• _STATED EXERCISE A_: Please copy out these lines from the rows below word for word, from the line containing "column 7, row 23." up to and including the line containing "column 172, row 59".

• _TEXT EXCERPT_:
☆ ☆ ☆
Step 3 should be repeated until local quasi-potentials \(\Phi_{i}(x,y)\) have been obtained for each \(\mathbf{e}_{si}\). In Example 1, this means calculating \(\Phi_{1}(x,y)\) corresponding to \(\mathbf{e}_{s1}\) and \(\Phi_{2}(x,y)\) corresponding to \(\mathbf{e}_{s2}\).

eq2.local <- QPotential(x.rhs = parms.eqn.x, x.start = eq2.x, x.bound = bounds.x, 
  x.num.steps = step.number.x, y.rhs = parms.eqn.y, y.start = eq2.y, 
  y.bound = bounds.y, y.num.steps = step.number.y)

Each local quasi-potential \(\Phi_{i}(x,y)\) is stored in R as a large matrix. The entries in this matrix are the values of \(\Phi_{i}\) at each mesh point. To define the function on the entire domain (i.e., to allow it to be evaluated at arbitrary points in the domain, not just the discrete mesh points), bilinear interpolation is used. The values of \(\Phi(x,y)\) can be extracted using the function QPInterp(). Inputs to QPInterp() include the (\(x,\,y\)) coordinates of interest, the (\(x,\,y\)) domain boundaries, and the QPotential() output (i.e., the matrix with rows corresponding to \(x\)-values and columns corresponding to \(y\)-values). QPInterp() can be used for any of the local quasi-potential or the global quasi-potential surfaces (see the next subsection).
☆ ☆ ☆
• _RECORDS PROVIDED_:

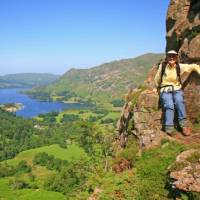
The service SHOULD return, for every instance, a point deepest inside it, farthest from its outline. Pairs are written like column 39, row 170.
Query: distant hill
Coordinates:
column 27, row 79
column 107, row 81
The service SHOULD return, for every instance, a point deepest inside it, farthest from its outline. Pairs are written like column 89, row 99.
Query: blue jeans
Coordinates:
column 172, row 101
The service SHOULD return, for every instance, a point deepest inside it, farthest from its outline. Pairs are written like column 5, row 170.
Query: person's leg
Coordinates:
column 180, row 107
column 168, row 108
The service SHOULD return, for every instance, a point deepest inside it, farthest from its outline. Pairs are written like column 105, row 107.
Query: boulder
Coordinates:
column 185, row 172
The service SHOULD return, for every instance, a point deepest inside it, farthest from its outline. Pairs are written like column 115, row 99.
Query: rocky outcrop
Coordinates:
column 183, row 35
column 185, row 172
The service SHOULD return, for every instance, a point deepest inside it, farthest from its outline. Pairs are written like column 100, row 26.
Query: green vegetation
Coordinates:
column 101, row 84
column 194, row 157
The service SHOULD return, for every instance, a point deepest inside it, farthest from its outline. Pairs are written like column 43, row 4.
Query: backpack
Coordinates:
column 178, row 72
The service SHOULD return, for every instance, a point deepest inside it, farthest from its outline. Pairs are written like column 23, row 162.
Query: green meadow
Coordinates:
column 71, row 152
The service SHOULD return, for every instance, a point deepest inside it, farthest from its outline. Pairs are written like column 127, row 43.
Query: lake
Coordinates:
column 33, row 107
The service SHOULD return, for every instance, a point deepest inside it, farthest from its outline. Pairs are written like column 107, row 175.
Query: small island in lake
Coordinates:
column 12, row 107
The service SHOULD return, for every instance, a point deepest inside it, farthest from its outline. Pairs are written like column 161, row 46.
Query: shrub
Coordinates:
column 177, row 166
column 194, row 157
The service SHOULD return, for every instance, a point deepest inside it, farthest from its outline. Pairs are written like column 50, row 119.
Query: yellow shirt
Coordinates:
column 170, row 75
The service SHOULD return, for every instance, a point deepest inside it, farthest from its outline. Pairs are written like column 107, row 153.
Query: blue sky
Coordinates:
column 55, row 35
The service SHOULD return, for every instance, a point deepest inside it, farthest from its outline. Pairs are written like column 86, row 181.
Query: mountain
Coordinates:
column 103, row 82
column 26, row 79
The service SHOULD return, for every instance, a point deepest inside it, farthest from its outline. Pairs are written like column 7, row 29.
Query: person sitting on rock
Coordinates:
column 168, row 81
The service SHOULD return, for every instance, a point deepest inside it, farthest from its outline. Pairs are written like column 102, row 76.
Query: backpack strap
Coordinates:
column 163, row 67
column 178, row 72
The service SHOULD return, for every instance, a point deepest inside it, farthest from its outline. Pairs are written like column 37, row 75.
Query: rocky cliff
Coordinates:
column 183, row 35
column 142, row 117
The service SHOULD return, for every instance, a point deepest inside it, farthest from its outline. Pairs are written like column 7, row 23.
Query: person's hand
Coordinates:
column 155, row 90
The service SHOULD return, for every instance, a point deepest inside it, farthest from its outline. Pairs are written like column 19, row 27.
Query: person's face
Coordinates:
column 172, row 59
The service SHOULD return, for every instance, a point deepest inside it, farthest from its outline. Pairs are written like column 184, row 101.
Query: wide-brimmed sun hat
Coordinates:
column 172, row 52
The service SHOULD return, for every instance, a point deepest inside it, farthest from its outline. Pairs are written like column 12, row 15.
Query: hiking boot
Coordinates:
column 171, row 132
column 186, row 131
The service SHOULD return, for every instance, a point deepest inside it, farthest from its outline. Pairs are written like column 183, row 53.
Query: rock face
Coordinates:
column 185, row 172
column 183, row 35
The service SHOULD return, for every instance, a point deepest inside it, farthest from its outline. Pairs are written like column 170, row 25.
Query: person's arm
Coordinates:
column 158, row 76
column 190, row 68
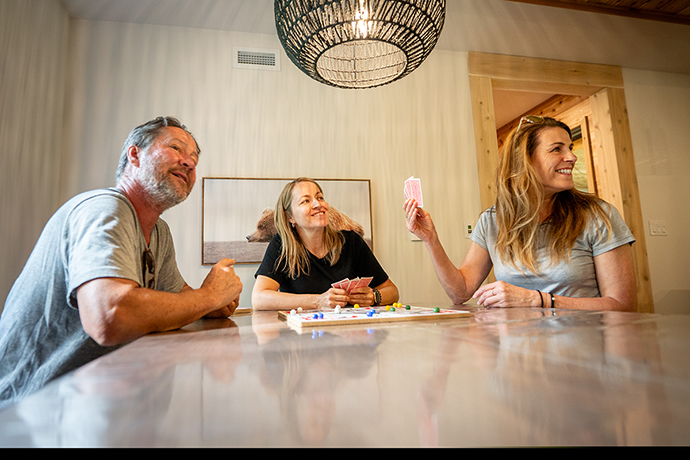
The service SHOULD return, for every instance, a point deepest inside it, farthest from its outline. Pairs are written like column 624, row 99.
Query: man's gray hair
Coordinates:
column 144, row 135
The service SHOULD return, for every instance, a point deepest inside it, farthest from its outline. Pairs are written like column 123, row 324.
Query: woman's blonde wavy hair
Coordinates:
column 293, row 255
column 520, row 195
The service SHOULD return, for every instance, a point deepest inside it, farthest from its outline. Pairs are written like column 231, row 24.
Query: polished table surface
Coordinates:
column 502, row 377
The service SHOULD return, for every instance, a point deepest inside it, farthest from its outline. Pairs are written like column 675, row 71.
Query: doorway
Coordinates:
column 589, row 97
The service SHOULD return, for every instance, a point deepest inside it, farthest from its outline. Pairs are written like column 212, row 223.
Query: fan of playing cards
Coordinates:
column 413, row 189
column 348, row 284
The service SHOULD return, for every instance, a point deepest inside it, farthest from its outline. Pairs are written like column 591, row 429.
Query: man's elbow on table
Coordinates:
column 104, row 314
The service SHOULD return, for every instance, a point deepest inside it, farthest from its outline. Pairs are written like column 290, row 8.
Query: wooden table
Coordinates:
column 504, row 377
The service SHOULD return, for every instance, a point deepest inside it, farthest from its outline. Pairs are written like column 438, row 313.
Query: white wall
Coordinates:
column 659, row 113
column 33, row 61
column 281, row 124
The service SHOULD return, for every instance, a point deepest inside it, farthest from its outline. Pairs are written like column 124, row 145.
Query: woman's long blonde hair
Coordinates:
column 519, row 198
column 293, row 255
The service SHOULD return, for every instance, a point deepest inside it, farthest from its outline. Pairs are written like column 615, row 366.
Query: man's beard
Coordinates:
column 159, row 186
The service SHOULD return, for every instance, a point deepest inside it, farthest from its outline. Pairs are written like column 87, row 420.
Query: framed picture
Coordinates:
column 237, row 214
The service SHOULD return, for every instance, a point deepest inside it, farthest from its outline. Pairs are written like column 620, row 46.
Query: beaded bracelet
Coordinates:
column 377, row 297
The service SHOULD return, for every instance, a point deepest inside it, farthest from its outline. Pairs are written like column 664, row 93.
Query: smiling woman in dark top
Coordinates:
column 308, row 255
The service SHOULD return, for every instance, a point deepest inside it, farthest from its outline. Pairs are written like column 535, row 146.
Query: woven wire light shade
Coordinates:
column 358, row 43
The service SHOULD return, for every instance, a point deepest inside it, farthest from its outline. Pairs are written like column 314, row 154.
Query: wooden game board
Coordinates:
column 351, row 315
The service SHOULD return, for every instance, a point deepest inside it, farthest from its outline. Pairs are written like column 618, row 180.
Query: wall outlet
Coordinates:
column 657, row 228
column 467, row 229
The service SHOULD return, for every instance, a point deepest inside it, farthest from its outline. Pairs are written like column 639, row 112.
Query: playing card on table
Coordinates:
column 413, row 189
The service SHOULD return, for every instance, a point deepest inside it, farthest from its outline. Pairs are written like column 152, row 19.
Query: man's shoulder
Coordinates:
column 108, row 197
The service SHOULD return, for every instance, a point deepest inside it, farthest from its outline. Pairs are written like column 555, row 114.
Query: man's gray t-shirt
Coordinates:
column 574, row 277
column 94, row 235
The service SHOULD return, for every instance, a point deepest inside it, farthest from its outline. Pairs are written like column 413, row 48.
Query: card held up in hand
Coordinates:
column 413, row 189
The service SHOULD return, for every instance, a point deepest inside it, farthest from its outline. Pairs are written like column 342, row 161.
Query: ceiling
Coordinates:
column 657, row 26
column 673, row 11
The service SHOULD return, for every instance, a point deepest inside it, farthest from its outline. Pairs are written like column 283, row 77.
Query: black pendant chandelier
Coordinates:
column 358, row 43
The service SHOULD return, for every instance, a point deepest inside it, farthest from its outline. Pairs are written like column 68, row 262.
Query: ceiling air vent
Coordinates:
column 252, row 58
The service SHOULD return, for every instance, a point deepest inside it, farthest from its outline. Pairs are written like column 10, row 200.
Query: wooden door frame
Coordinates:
column 603, row 85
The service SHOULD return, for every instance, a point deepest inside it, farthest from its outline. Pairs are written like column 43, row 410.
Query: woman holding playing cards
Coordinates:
column 308, row 256
column 550, row 245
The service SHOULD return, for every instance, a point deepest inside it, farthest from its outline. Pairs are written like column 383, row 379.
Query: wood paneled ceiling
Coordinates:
column 674, row 11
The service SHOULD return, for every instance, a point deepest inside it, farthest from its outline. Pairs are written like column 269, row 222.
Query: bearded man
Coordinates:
column 103, row 271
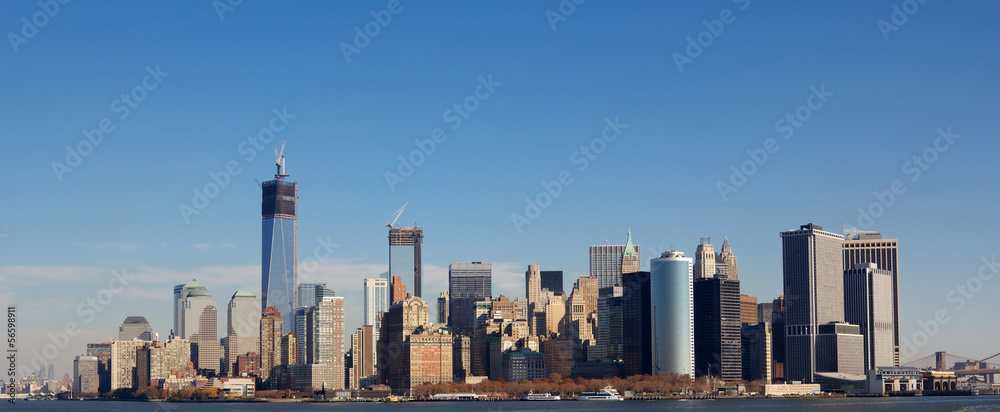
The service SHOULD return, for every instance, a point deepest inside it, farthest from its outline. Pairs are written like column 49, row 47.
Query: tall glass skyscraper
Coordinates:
column 671, row 293
column 376, row 301
column 608, row 262
column 404, row 258
column 279, row 272
column 467, row 284
column 243, row 328
column 813, row 276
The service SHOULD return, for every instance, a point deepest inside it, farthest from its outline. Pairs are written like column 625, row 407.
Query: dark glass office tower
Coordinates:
column 552, row 280
column 404, row 257
column 467, row 284
column 717, row 337
column 279, row 248
column 869, row 247
column 812, row 267
column 636, row 324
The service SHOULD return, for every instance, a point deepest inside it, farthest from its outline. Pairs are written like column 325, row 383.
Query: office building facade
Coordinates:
column 376, row 300
column 85, row 376
column 552, row 281
column 468, row 283
column 717, row 328
column 135, row 327
column 868, row 300
column 637, row 324
column 671, row 292
column 869, row 247
column 405, row 257
column 243, row 326
column 199, row 324
column 270, row 345
column 279, row 246
column 814, row 294
column 608, row 262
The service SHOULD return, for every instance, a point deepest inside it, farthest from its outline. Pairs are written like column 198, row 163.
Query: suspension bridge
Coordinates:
column 960, row 365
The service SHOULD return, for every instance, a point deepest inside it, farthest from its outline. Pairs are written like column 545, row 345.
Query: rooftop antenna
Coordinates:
column 279, row 160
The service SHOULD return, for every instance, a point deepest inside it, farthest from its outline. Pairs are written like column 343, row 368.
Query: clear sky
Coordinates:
column 839, row 103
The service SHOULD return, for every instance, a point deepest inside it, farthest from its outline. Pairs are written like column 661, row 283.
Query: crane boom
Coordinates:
column 396, row 216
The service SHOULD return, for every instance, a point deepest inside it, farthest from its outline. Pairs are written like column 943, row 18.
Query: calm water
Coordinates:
column 963, row 403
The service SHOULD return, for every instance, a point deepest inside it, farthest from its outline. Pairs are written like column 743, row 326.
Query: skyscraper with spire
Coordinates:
column 725, row 265
column 279, row 251
column 708, row 264
column 608, row 262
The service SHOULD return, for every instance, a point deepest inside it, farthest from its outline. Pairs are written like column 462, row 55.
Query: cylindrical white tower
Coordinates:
column 671, row 293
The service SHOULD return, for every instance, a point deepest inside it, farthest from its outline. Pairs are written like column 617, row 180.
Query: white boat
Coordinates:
column 606, row 394
column 531, row 396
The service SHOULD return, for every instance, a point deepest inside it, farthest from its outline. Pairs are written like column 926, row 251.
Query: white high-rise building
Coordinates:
column 199, row 324
column 671, row 291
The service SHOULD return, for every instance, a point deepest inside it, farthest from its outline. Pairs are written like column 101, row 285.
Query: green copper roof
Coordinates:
column 193, row 284
column 198, row 292
column 629, row 249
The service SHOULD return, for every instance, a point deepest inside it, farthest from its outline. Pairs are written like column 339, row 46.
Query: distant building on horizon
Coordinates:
column 608, row 262
column 280, row 243
column 671, row 292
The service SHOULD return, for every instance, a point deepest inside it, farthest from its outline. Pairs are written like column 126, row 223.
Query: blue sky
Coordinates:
column 119, row 208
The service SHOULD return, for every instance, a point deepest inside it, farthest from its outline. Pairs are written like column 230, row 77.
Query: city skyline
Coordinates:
column 138, row 214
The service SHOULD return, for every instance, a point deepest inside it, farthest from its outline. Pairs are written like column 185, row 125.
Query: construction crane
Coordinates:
column 279, row 160
column 396, row 216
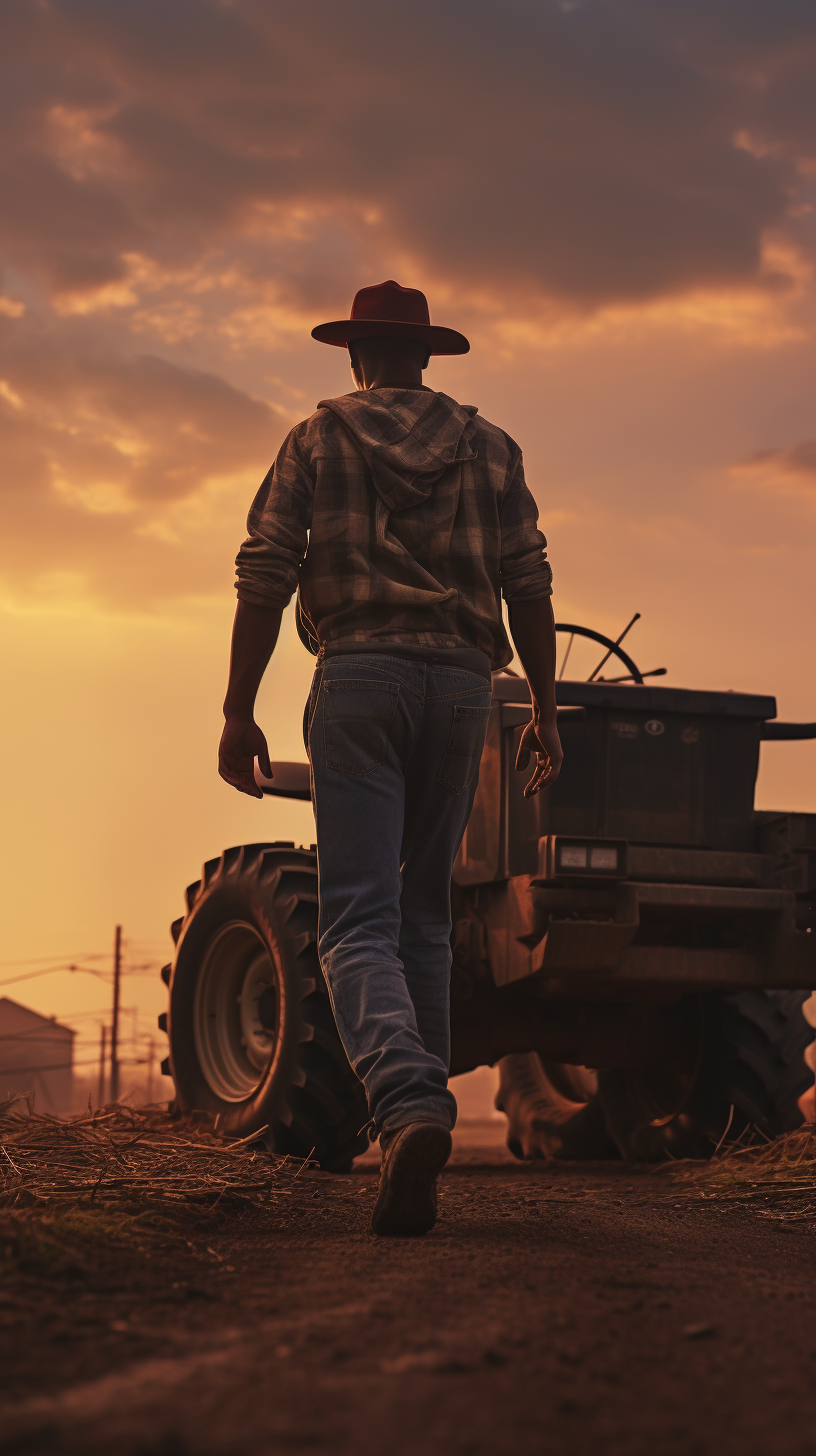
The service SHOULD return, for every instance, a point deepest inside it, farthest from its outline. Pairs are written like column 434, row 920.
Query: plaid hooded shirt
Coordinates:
column 401, row 517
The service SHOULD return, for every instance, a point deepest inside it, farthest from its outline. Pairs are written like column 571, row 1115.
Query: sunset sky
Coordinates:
column 614, row 200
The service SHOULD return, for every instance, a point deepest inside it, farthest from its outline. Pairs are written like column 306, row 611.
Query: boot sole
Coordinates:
column 407, row 1204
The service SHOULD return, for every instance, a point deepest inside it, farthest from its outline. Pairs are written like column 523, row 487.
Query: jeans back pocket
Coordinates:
column 357, row 717
column 464, row 749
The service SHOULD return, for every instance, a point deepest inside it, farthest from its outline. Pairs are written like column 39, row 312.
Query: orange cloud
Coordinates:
column 790, row 469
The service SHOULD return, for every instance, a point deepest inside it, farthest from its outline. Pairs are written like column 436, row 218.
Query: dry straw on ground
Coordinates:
column 774, row 1178
column 127, row 1155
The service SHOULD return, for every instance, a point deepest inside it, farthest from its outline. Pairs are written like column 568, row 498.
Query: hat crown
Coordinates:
column 391, row 303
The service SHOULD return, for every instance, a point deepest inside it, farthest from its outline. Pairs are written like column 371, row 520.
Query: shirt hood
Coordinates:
column 408, row 438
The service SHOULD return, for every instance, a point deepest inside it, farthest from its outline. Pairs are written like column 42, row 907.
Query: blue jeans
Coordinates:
column 395, row 752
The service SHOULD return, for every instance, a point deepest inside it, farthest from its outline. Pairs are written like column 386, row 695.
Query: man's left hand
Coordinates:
column 539, row 737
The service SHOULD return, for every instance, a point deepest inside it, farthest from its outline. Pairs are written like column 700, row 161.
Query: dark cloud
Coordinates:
column 580, row 152
column 101, row 459
column 794, row 465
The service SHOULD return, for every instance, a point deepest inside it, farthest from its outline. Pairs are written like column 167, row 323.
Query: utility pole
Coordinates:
column 115, row 1027
column 102, row 1050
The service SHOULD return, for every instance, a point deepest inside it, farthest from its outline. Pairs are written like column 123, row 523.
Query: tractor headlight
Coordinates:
column 574, row 856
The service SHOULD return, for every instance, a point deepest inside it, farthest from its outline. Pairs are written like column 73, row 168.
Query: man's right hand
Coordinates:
column 242, row 741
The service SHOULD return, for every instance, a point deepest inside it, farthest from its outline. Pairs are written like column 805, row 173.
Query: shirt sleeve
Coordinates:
column 525, row 571
column 280, row 517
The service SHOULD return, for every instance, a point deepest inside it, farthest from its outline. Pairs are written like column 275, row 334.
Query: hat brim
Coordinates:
column 344, row 331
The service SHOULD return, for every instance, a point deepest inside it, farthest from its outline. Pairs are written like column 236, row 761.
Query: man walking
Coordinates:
column 399, row 517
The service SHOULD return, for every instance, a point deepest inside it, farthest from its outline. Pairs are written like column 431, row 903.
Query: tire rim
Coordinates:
column 235, row 1012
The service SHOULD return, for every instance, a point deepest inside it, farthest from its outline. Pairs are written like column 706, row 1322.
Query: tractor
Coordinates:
column 633, row 947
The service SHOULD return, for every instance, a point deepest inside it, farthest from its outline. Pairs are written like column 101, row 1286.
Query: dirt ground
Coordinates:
column 587, row 1308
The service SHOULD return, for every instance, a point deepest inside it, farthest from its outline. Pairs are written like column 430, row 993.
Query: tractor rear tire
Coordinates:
column 252, row 1037
column 751, row 1073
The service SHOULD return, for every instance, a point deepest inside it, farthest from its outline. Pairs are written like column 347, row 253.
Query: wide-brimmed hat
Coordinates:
column 386, row 309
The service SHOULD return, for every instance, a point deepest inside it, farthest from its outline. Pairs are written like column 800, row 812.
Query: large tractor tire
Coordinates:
column 251, row 1030
column 751, row 1070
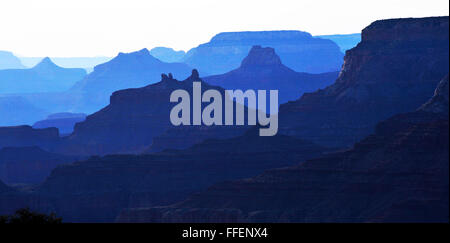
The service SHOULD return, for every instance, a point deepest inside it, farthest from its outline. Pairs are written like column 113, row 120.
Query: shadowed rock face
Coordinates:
column 44, row 77
column 28, row 165
column 99, row 188
column 394, row 69
column 135, row 117
column 126, row 70
column 24, row 136
column 262, row 69
column 298, row 50
column 399, row 174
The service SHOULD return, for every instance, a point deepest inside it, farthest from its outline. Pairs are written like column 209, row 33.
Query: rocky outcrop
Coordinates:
column 345, row 42
column 394, row 69
column 9, row 61
column 28, row 165
column 99, row 188
column 167, row 54
column 399, row 174
column 262, row 69
column 44, row 77
column 135, row 117
column 125, row 71
column 298, row 50
column 439, row 102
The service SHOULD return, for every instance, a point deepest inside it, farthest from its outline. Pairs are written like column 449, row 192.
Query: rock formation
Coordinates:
column 298, row 51
column 394, row 69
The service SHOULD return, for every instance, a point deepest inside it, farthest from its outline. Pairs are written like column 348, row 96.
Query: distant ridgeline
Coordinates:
column 297, row 50
column 44, row 77
column 9, row 61
column 345, row 42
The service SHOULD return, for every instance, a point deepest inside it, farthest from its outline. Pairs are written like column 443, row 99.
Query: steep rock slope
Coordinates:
column 298, row 50
column 399, row 174
column 44, row 77
column 99, row 188
column 126, row 70
column 394, row 69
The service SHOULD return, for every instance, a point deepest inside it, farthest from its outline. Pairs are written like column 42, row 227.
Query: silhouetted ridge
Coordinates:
column 260, row 57
column 439, row 102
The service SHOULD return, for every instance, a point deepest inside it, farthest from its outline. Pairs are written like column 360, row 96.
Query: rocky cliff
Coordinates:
column 262, row 69
column 394, row 69
column 126, row 70
column 399, row 174
column 135, row 117
column 44, row 77
column 96, row 190
column 298, row 50
column 28, row 165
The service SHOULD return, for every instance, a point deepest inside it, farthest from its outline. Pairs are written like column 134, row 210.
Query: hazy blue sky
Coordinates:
column 105, row 27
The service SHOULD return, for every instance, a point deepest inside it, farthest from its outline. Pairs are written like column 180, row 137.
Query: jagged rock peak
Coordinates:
column 166, row 77
column 430, row 28
column 194, row 76
column 259, row 56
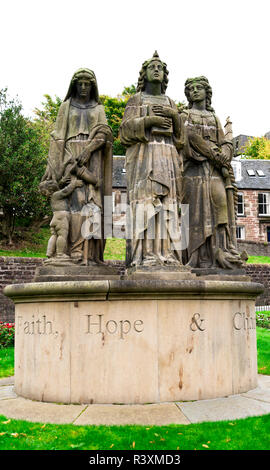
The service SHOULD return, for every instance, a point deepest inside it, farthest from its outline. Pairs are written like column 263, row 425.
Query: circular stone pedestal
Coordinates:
column 134, row 341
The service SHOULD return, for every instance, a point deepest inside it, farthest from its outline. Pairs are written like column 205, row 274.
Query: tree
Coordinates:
column 257, row 148
column 114, row 109
column 22, row 164
column 45, row 119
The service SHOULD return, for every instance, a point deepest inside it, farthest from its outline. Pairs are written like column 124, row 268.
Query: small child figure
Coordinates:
column 59, row 226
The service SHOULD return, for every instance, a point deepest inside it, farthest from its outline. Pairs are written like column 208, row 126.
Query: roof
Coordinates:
column 240, row 166
column 119, row 179
column 252, row 179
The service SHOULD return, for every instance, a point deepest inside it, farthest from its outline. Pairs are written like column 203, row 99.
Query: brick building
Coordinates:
column 253, row 213
column 253, row 182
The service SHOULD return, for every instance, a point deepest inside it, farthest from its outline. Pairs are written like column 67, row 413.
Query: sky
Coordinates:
☆ ☆ ☆
• _STATED EXERCISE B_:
Answer these questions from the quasi-potential excerpt above:
(i) In Example 1, which local quasi-potential corresponds to e_s2?
(ii) What kind of interpolation defines the function on the entire domain?
(iii) In the matrix that QPotential() outputs, what do the columns correspond to?

• _EXERCISE SOLUTION A_:
The service SHOULD return, for every instance, a point deepest inside it, farthest from its outline. Pairs are written like column 7, row 23.
Query: person's hand
Coordinates:
column 155, row 90
The service SHOULD return, for every instance, a point deepest inside it, farthest from its outline. Pairs are written like column 19, row 27.
Query: person's face
Coordinates:
column 172, row 59

• _EXERCISE SOLUTION B_:
(i) Φ₂(x,y)
(ii) Bilinear interpolation
(iii) y-values